# Page
────

Zerowi bare-metal WiFi driver part 2: SDIO

Hardware

I’m starting this project with the Raspberry Pi ZeroW, which uses the Cypress WiFi chip CYW43438. It interfaces to the ARM processor using Secure Digital I/O (SDIO), which consists of the following signals:

Clock (1 line, O/P from CPU)
Command (1 line, I/O)
Data (4 lines, I/O)

Later in this blog, I’ll be describing what these pins do, in case you are a newcomer to the strange world of SDIO.

The I/O bit numbers are defined in the DeviceTree file for the board:

sdio_pins {
    brcm,pins = <0x00000022 0x00000023 0x00000024 0x00000025 0x00000026 0x00000027>;
    brcm,function = <0x00000007>;
    brcm,pull = <0x00000000 0x00000002 0x00000002 0x00000002 0x00000002 0x00000002>;
    phandle = <0x00000019>;
};

The ‘pull’ settings show that pullup resistors are enabled for pin 23 to 27 hex (GPIO35 to 39), and an initial guess would be that these pins are the command and data, while 22 hex (GPIO34) is the clock.

The datasheet mentions a power-on signal, and a quick trawl on the Web suggests that this could be GPIO41, which must be high to power up the WiFi interface. There is also mention of a low-speed (32 kHz) clock that may be needed when waking up the chip from low-power mode; it turns out this is on GPIO43. This can be verified by dumping the I/O configuration registers when the WiFi interface is running:

  20300000: 0013D660 00017030 A5040030 353A0002 00001000 00000000 00000000 00000000
  20300020: 00000000 01FF0000 00000F02 000E0207 00000000 00FF0133 00FF0133 00000000

Each pin has a 3-bit mode value, that shows whether it being used for simple input, output, or is connected to an internal peripheral (ALT0 – 5). The values above can be decoded by referring to the ‘BCM2835 ARM Peripherals’ data sheet, but an easier way is to use the ‘pigs’ front-end for the PIGPIO library, thus:

sudo pigpiod   [load PIGPIO daemon]
pigs mg 34     [get mode of GPIO pin 34]
7              [returned value 7: pin is ALT3]
pigs mg 43     [get mode of GPIO pin 43]
4              [returned value 4: pin is ALT0]

Pins 34 to 39 are all set to ALT3, which is unhelpfully labelled in the BCM2835 datasheet as ‘reserved’; in reality this means they are connected to the (undocumented) Arasan SD controller. GPIO43 is configured as ALT0, which is the clock source GPCLK2, configured for 32.768 kHz.

Attaching a logic analyser

To understand what the Linux driver is doing, I need to attach a logic analyser to the SDIO bus. This isn’t easy on most boards; the interface runs very fast (up to 50 MHz) so the only means of attachment is by soldering onto extremely small surface-mount components, that can easily be damaged.

However, the Pi Zerow has some interesting pads on the underside.

────

# Extracted information
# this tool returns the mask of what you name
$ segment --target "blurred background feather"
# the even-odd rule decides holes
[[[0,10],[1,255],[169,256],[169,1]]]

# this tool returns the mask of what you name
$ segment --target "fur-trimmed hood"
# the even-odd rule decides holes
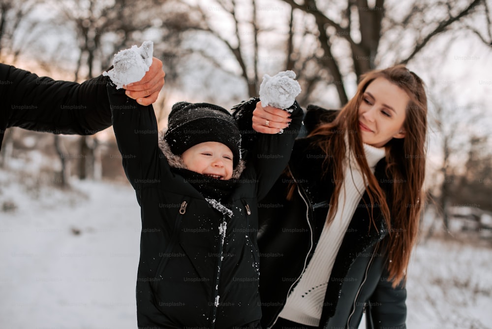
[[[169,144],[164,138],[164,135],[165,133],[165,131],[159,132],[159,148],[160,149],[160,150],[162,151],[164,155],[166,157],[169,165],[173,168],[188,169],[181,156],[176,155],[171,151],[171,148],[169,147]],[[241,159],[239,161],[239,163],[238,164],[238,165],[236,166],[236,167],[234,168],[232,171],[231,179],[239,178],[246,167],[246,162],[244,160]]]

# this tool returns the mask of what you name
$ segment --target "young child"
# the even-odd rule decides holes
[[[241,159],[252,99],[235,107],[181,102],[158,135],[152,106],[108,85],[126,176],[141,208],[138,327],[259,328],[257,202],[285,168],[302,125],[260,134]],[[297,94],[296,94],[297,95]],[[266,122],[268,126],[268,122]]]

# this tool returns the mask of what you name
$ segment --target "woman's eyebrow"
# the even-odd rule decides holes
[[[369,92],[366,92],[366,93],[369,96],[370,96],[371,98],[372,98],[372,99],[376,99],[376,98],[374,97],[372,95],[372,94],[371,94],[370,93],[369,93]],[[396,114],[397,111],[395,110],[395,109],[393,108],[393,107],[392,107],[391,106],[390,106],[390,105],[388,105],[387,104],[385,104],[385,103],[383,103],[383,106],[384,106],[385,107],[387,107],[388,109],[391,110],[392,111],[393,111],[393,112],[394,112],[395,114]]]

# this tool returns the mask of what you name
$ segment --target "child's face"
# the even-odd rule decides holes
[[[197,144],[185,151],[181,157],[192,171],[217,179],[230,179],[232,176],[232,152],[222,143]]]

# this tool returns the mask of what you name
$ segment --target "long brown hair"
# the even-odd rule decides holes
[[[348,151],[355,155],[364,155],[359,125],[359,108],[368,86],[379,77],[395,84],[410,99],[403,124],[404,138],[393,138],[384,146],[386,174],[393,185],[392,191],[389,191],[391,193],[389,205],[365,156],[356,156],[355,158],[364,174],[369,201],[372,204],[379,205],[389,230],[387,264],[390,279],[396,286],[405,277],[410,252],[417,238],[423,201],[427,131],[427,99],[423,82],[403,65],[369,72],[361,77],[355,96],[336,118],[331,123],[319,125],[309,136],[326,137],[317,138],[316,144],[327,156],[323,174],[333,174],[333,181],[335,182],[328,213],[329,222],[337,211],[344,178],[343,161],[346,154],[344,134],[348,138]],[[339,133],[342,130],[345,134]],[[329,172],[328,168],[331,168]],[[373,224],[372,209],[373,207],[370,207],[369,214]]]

────

# Requests
1. How would this sentence from the SDIO post read in Spanish: "However, the Pi Zerow has some interesting pads on the underside."
2. Can you find each line in the listing that contains the string "segment" and copy those lines out?
The listing has no connection to the SDIO post.

# Answers to the tasks
1. Sin embargo, la Pi Zerow tiene algunas almohadillas interesantes en la parte inferior.

2.
$ segment --target "blurred background feather"
$ segment --target "fur-trimmed hood"
$ segment --target "young child"
$ segment --target "woman's eyebrow"
$ segment --target "child's face"
$ segment --target "long brown hair"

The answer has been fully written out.